### SUPPLIED PASSAGE
** Begin **

Smart Scholars
The Smart Scholars program supports research opportunities for UChicago students at the Smart Museum of Art resulting in an original creative work (of visual art, music, dance, writing), program, or scholarly essay. Students propose their own projects grounded in academic research (library, database, archive, conservation, materials science laboratory, or other museums) into one or more objects in the Museum’s collection.
Smart Scholars is an initiative of the Smart Museum of Art’s Feitler Center for Academic Inquiry made possible in part by generous funding from the Smart Family Foundation of New York. Additional support has been provided by the University of Chicago’s College Center for Research & Fellowships (CCRF).

** End **

### SET TASK 1
From the Smart Scholars description, please list every form of original creative work it names.
### SET TASK 2
Write the next part of the Smart Scholars description, continuing after its last sentence.

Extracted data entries
** Begin **

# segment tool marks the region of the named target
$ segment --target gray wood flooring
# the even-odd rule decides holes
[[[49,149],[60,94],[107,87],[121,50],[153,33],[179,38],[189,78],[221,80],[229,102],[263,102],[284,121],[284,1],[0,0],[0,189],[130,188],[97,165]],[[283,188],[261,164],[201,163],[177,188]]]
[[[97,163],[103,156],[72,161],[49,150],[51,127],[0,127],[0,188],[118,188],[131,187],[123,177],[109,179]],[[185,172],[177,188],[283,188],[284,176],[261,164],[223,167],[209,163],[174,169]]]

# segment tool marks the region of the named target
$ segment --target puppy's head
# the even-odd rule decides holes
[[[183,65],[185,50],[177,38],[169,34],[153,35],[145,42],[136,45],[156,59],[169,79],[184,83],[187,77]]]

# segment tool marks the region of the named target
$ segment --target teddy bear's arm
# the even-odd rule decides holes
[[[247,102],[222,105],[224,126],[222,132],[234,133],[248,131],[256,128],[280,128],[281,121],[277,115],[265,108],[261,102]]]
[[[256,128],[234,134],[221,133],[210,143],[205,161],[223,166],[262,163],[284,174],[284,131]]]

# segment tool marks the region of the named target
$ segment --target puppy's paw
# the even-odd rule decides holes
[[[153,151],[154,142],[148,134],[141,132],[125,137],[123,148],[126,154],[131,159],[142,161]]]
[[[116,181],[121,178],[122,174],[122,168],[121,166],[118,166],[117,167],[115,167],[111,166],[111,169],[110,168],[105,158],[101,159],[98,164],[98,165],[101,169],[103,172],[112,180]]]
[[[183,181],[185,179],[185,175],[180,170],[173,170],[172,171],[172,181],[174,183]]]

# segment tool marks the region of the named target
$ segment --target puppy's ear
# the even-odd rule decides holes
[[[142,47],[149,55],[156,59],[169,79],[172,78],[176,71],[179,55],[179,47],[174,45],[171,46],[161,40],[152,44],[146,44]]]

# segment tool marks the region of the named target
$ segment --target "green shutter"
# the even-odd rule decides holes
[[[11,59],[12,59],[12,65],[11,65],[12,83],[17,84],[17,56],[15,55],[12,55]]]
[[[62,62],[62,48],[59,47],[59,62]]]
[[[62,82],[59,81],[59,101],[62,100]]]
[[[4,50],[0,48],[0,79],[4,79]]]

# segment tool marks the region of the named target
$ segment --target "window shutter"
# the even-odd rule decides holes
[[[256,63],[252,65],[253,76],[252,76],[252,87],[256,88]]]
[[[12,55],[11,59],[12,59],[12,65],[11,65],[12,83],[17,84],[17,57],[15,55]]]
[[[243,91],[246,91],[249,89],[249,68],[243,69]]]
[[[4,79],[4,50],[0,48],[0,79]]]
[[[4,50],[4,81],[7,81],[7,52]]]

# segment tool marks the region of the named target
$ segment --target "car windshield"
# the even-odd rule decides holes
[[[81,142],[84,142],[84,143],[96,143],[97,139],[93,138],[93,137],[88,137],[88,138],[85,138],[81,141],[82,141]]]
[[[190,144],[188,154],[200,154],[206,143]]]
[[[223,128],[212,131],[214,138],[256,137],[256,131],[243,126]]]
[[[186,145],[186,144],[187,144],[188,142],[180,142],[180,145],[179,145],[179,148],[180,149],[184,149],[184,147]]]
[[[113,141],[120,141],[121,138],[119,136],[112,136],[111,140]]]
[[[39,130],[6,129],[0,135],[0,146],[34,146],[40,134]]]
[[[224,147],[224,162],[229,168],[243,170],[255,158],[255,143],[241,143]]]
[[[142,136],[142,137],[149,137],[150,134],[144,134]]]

** End **

### WRITTEN RESPONSE 1
visual art, music, dance, writing

### WRITTEN RESPONSE 2
Project archive
Marco Kaisth
2020–2021 Smart Scholar
The chapbook the unfinished world by Marco Kaisth was created in response to research into the provenance of two Indian miniature paintings: the first, in the Smart Museum’s collection, the second, passed down through Kaisth’s family. While differentiated by provenance, subject, and material, the works themselves were unified by the lack of information available about them. The work in the Smart’s collection, drawing, had no information associated with it in the museum’s online catalog, and limited details available in the object’s physical file. The work in Kaisth’s family had even less information surrounding it: they only knew it likely depicted an ancestor, and was older than Kaisth’s grandmother.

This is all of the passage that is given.